■ **DIRECTIONS**: Would you write out the records below exactly as given?

■ **RECORDS SUPPLIED**:
===============

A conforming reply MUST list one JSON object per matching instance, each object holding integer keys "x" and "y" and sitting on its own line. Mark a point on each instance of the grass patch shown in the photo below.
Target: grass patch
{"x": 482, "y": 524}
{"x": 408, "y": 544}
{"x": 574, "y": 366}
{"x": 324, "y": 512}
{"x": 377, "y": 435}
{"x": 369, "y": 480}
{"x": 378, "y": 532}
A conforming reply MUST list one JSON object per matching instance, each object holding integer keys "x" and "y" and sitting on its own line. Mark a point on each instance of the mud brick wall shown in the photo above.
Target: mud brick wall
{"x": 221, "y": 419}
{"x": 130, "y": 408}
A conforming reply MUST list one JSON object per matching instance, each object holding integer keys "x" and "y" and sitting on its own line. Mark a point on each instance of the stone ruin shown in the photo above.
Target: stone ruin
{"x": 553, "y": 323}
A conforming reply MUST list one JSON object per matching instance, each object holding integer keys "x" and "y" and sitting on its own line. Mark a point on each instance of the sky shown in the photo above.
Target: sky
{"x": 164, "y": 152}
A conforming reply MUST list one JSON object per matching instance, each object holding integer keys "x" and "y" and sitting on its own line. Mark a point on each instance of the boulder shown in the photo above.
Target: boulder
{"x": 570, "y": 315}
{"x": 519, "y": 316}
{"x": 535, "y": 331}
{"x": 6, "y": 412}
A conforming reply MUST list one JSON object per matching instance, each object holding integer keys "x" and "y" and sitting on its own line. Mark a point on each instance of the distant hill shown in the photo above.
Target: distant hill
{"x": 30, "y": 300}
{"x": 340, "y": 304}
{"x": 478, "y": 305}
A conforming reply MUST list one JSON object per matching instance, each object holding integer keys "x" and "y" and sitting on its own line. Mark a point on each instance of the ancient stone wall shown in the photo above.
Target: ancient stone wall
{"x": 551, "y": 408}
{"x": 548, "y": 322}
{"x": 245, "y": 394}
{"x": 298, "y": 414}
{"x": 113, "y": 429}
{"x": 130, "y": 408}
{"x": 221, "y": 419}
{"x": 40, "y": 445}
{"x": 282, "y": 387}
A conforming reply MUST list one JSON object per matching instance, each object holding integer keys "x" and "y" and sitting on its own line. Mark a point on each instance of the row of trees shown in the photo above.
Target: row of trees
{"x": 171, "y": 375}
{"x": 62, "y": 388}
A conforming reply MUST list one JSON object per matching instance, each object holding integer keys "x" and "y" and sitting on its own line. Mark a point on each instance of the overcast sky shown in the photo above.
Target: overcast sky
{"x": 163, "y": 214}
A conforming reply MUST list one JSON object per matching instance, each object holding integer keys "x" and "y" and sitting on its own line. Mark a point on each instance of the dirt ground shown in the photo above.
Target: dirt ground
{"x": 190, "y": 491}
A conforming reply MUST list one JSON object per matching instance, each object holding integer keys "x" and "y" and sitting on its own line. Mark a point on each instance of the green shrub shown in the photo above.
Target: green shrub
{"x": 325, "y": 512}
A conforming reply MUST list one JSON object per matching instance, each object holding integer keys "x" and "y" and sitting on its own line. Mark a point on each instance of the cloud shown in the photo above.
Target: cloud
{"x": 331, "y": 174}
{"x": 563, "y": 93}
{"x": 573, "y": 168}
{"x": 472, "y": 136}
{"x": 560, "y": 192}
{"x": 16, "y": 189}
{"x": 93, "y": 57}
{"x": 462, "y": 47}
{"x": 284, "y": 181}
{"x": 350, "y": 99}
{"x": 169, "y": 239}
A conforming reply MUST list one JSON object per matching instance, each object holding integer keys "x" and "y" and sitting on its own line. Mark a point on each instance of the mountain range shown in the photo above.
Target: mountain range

===============

■ **YOUR SOLUTION**:
A conforming reply MUST list one JSON object per matching instance, each object holding integer keys "x" and "y" and sitting on its own line. Mark a point on each instance of the grass patch shown in the photo below.
Target: grass patch
{"x": 482, "y": 524}
{"x": 408, "y": 544}
{"x": 574, "y": 366}
{"x": 324, "y": 512}
{"x": 377, "y": 435}
{"x": 369, "y": 480}
{"x": 378, "y": 532}
A conforming reply MUST list one JSON object per matching instance, each object holding integer keys "x" and "y" and sitting on its own line. Mark a point on each instance of the mud brick wall shown in the photo above.
Target: mud brick wall
{"x": 221, "y": 419}
{"x": 130, "y": 408}
A conforming reply MUST list one JSON object per matching instance, each object holding integer keys "x" and "y" and sitting on its own line. Mark a point on each instance of the stone ruin shown in the photo above.
Target: stone ruin
{"x": 553, "y": 323}
A conforming reply MUST list one JSON object per matching instance, each object holding integer keys "x" and "y" and sitting on its own line. Mark a point on each instance of the sky shown in the photo above.
Target: sky
{"x": 164, "y": 152}
A conforming reply MUST list one JSON object per matching instance, each object holding integer keys "x" and "y" and sitting on its own line. Mark a point on each instance of the boulder shown in the photo above.
Target: boulder
{"x": 570, "y": 315}
{"x": 519, "y": 316}
{"x": 535, "y": 331}
{"x": 6, "y": 412}
A conforming reply MUST list one JSON object per matching instance, each object holding integer keys "x" and "y" and sitting on its own line. Mark a point on each instance of the distant hill shown in the photo above.
Target: distant hill
{"x": 30, "y": 300}
{"x": 340, "y": 304}
{"x": 478, "y": 305}
A conforming reply MUST list one JSON object per matching instance, each object holding integer keys "x" and "y" and sitting on its own line. Mark a point on each instance of the ancient stone wall shown in the photo above.
Target: ancient stone wall
{"x": 551, "y": 408}
{"x": 548, "y": 322}
{"x": 245, "y": 394}
{"x": 298, "y": 414}
{"x": 113, "y": 429}
{"x": 130, "y": 408}
{"x": 221, "y": 419}
{"x": 40, "y": 445}
{"x": 282, "y": 387}
A conforming reply MUST list one JSON object per matching instance, each object holding integer keys "x" and "y" and sitting on its own line. Mark a point on each instance of the row of trees shown in the photo above.
Target: row of trees
{"x": 171, "y": 375}
{"x": 62, "y": 388}
A conforming reply MUST list one JSON object per matching instance, each object holding integer keys "x" and "y" and sitting on its own line. Mark a point on each instance of the overcast sky shown in the photo above.
Target: overcast sky
{"x": 163, "y": 214}
A conforming reply MUST list one JSON object per matching instance, each object holding integer keys "x" and "y" and sitting on its own line. Mark a point on each instance of the dirt ground shown in the photo above.
Target: dirt ground
{"x": 190, "y": 491}
A conforming reply MUST list one JSON object per matching instance, each object holding integer keys "x" and "y" and sitting on its own line. Mark a point on each instance of the green shrub shown in the photo above.
Target: green shrub
{"x": 325, "y": 512}
A conforming reply MUST list one JSON object per matching instance, each object holding integer keys "x" and "y" and sitting on its own line. Mark a point on each instance of the cloud shown in the photo above.
Target: cloud
{"x": 331, "y": 174}
{"x": 563, "y": 93}
{"x": 573, "y": 168}
{"x": 472, "y": 136}
{"x": 560, "y": 192}
{"x": 16, "y": 189}
{"x": 93, "y": 57}
{"x": 462, "y": 47}
{"x": 284, "y": 181}
{"x": 350, "y": 99}
{"x": 169, "y": 239}
A conforming reply MUST list one JSON object per matching instance, each object holding integer keys "x" and "y" and sitting on its own line. Mark a point on each instance of the mountain range shown in the photo above.
Target: mountain range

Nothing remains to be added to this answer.